▶ Exercise requirements
Report every line in the listing below that contains the string "sand", and copy each such line in full.

Dataset rows

━━━━━━━━━━━━━━━━━━━━━━━━━━━━━━

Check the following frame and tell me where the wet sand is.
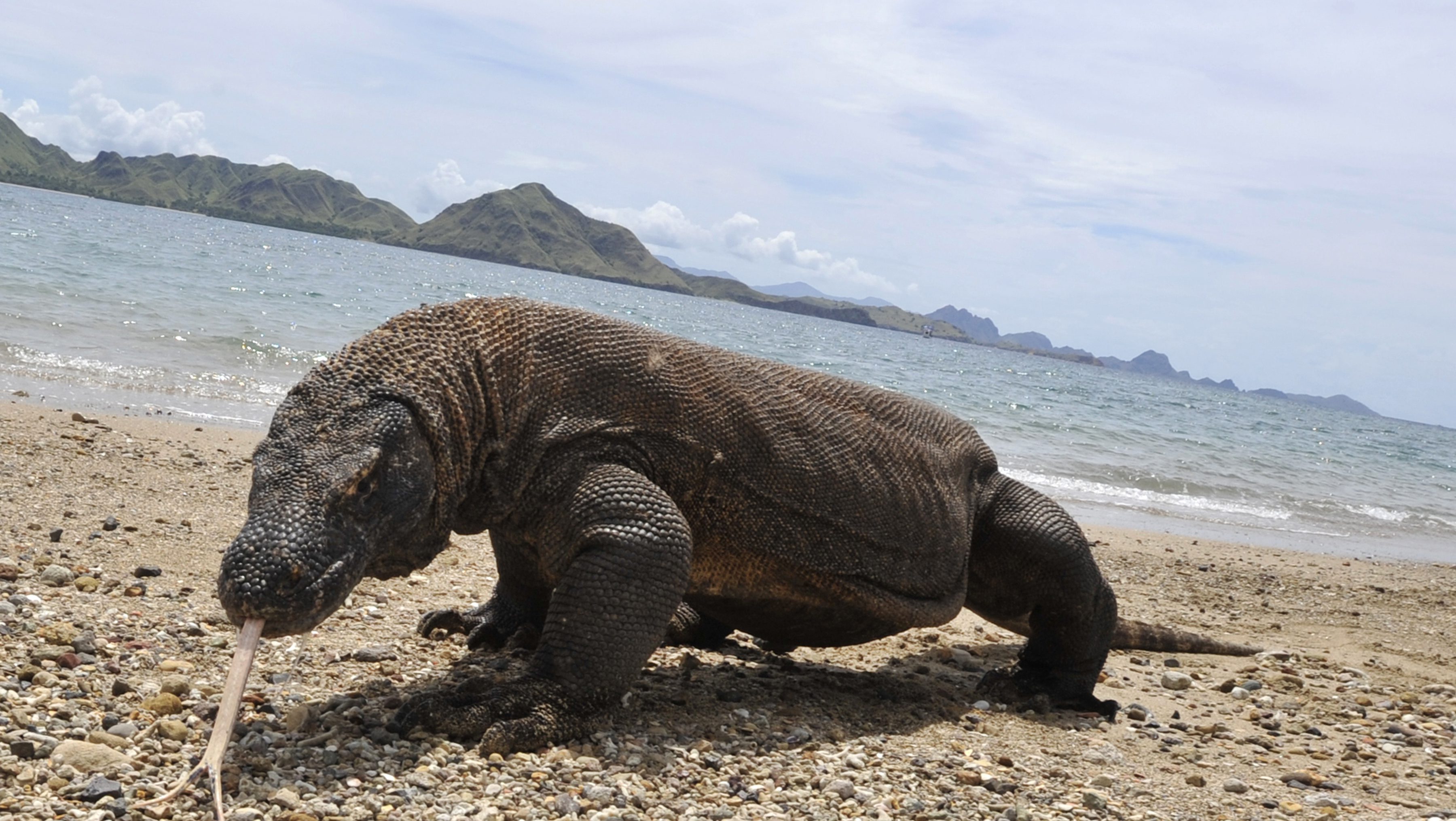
[0,400,1456,821]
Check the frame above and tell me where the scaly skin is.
[218,298,1254,751]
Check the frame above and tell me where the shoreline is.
[0,383,1456,566]
[0,402,1456,821]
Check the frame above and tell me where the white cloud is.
[582,201,900,294]
[413,160,505,217]
[10,77,217,160]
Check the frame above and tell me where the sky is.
[0,6,1456,427]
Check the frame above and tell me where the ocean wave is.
[1344,505,1411,521]
[0,342,288,405]
[1002,467,1293,521]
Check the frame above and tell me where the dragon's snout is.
[217,514,362,636]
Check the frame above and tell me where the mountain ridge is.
[0,114,1379,416]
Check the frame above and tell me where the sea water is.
[0,185,1456,561]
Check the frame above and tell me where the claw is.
[415,610,480,637]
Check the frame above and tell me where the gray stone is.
[162,674,192,696]
[268,787,303,809]
[35,565,76,587]
[77,776,121,804]
[581,783,617,804]
[71,630,96,655]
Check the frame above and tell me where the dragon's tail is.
[1112,619,1264,655]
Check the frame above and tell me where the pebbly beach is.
[0,398,1456,821]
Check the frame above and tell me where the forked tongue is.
[135,619,264,821]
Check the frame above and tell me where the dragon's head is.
[217,380,450,636]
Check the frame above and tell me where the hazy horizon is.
[0,3,1456,427]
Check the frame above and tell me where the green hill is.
[402,182,692,294]
[0,114,970,342]
[0,115,415,240]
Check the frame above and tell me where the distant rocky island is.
[929,306,1380,416]
[0,114,1379,416]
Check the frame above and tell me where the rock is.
[157,719,189,741]
[35,567,76,587]
[268,787,303,809]
[76,776,121,804]
[141,693,182,716]
[162,674,192,697]
[51,741,131,773]
[35,623,82,646]
[86,729,131,750]
[284,705,313,732]
[550,792,581,815]
[1278,770,1325,786]
[1162,670,1192,690]
[581,783,617,804]
[354,645,399,662]
[10,738,35,760]
[71,630,96,655]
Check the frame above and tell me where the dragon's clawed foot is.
[976,667,1120,721]
[415,610,540,651]
[386,677,584,754]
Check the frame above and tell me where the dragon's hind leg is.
[965,474,1118,716]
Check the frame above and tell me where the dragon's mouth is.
[217,530,364,639]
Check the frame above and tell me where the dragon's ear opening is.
[328,447,384,508]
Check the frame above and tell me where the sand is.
[0,400,1456,821]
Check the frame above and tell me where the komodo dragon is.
[218,298,1255,751]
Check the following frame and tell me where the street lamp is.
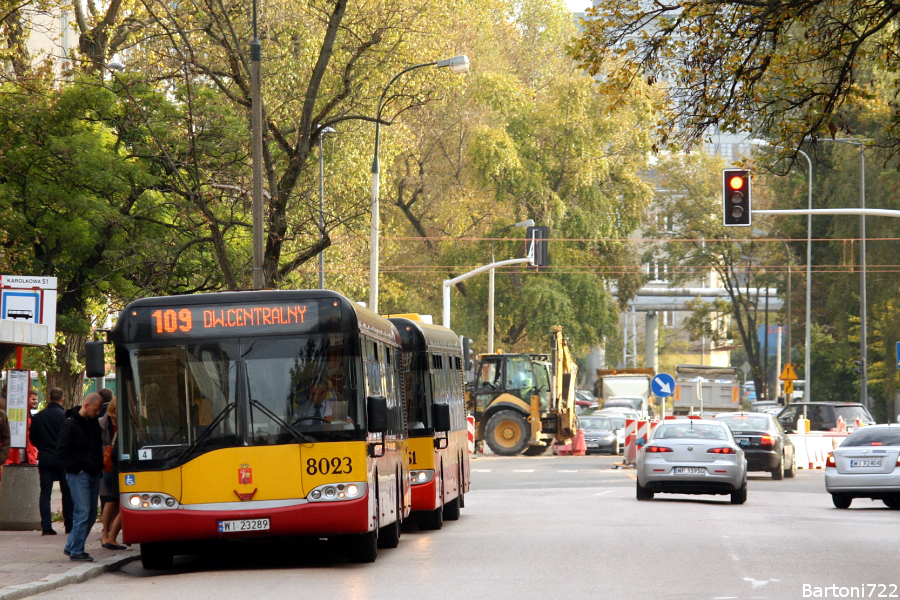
[369,55,469,312]
[250,0,265,290]
[488,219,534,354]
[319,127,334,290]
[750,140,812,403]
[803,136,869,408]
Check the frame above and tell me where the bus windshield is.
[122,333,364,466]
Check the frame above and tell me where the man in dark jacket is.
[31,388,72,535]
[56,393,103,562]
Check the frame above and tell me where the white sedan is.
[637,419,747,504]
[825,423,900,508]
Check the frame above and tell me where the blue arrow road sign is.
[650,373,675,398]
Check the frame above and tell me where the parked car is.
[778,402,875,433]
[825,423,900,508]
[716,412,797,480]
[636,419,747,504]
[578,415,619,454]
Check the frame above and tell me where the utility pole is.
[250,0,265,290]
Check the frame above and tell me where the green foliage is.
[572,0,900,159]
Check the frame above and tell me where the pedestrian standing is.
[31,388,72,535]
[56,393,103,562]
[98,390,126,550]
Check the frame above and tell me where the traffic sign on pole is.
[650,373,675,398]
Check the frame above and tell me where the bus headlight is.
[306,482,366,502]
[409,469,434,485]
[119,492,178,510]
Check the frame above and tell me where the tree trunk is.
[47,333,87,408]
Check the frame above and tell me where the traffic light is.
[527,225,550,267]
[722,169,751,227]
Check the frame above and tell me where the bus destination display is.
[142,301,319,339]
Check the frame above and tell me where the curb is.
[0,551,140,600]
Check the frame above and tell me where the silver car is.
[637,419,747,504]
[825,423,900,508]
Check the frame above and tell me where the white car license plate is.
[672,467,706,475]
[219,519,269,533]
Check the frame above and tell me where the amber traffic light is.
[722,169,751,226]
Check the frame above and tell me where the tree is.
[0,77,174,401]
[382,0,655,351]
[573,0,900,161]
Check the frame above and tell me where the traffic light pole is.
[753,208,900,408]
[444,253,534,329]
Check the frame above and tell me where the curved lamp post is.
[804,137,869,409]
[369,55,469,312]
[750,140,812,406]
[488,219,534,354]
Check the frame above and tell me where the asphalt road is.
[42,456,900,600]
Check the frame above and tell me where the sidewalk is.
[0,486,140,600]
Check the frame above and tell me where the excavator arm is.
[550,325,578,442]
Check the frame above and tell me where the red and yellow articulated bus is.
[88,290,410,568]
[390,317,469,529]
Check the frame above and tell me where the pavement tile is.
[0,523,139,600]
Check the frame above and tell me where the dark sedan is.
[578,416,619,454]
[716,412,797,479]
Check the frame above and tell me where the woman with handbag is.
[100,397,126,550]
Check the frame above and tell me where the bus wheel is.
[443,464,462,521]
[419,471,444,529]
[378,499,400,548]
[141,544,175,571]
[484,410,531,456]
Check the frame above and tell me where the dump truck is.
[466,326,578,456]
[672,365,741,415]
[594,368,653,419]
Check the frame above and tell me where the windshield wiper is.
[175,402,237,463]
[250,398,315,444]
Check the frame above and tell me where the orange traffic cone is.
[572,429,587,456]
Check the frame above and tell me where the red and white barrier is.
[788,432,847,469]
[625,419,637,465]
[625,419,651,465]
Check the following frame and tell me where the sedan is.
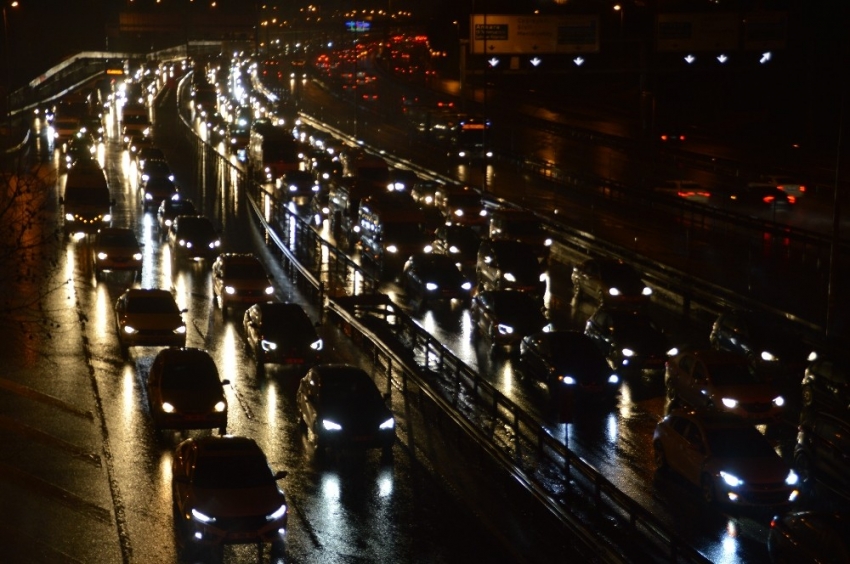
[147,347,230,435]
[767,510,850,564]
[571,258,652,306]
[115,288,189,352]
[92,227,142,280]
[471,290,549,349]
[664,350,785,421]
[168,215,221,260]
[171,436,289,557]
[652,409,800,507]
[296,364,395,453]
[401,252,472,307]
[584,306,679,372]
[242,302,323,373]
[519,330,620,397]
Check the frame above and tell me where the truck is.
[59,166,115,237]
[248,125,301,185]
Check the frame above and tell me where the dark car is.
[147,347,230,435]
[475,239,546,299]
[519,330,620,397]
[571,258,652,307]
[171,436,289,553]
[92,227,142,280]
[296,364,395,453]
[664,349,785,421]
[401,252,472,307]
[708,309,812,381]
[242,302,323,372]
[794,409,850,499]
[431,224,481,272]
[471,290,549,349]
[168,215,221,260]
[800,356,850,414]
[767,509,850,564]
[584,306,679,371]
[141,177,180,210]
[652,409,800,507]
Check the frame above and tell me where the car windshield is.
[127,296,180,314]
[193,455,274,490]
[706,427,776,458]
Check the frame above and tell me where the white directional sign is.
[469,14,599,55]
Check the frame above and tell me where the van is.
[59,167,115,236]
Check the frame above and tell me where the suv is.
[794,409,850,497]
[212,253,274,311]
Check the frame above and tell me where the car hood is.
[192,484,286,517]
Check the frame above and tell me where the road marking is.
[0,463,112,525]
[0,415,101,468]
[0,378,94,421]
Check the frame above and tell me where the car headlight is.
[785,470,800,486]
[266,503,286,521]
[192,509,215,523]
[322,419,342,431]
[720,470,744,488]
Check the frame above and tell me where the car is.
[652,179,711,204]
[242,302,324,373]
[401,251,473,307]
[652,409,800,507]
[168,215,221,260]
[794,408,850,500]
[296,364,395,454]
[92,227,142,280]
[519,330,620,398]
[426,224,481,272]
[664,349,785,421]
[470,290,549,351]
[171,435,289,553]
[708,308,814,383]
[570,257,652,307]
[115,288,189,353]
[767,509,850,564]
[800,355,850,413]
[156,196,198,238]
[584,305,679,372]
[146,347,230,435]
[141,177,180,210]
[212,253,274,311]
[475,239,546,300]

━━━━━━━━━━━━━━━━━━━━━━━━━━━━━━

▶ Answer to this exercise
Check the following frame and tell me where the wet sand is.
Check the frame above and tell me where the sand is.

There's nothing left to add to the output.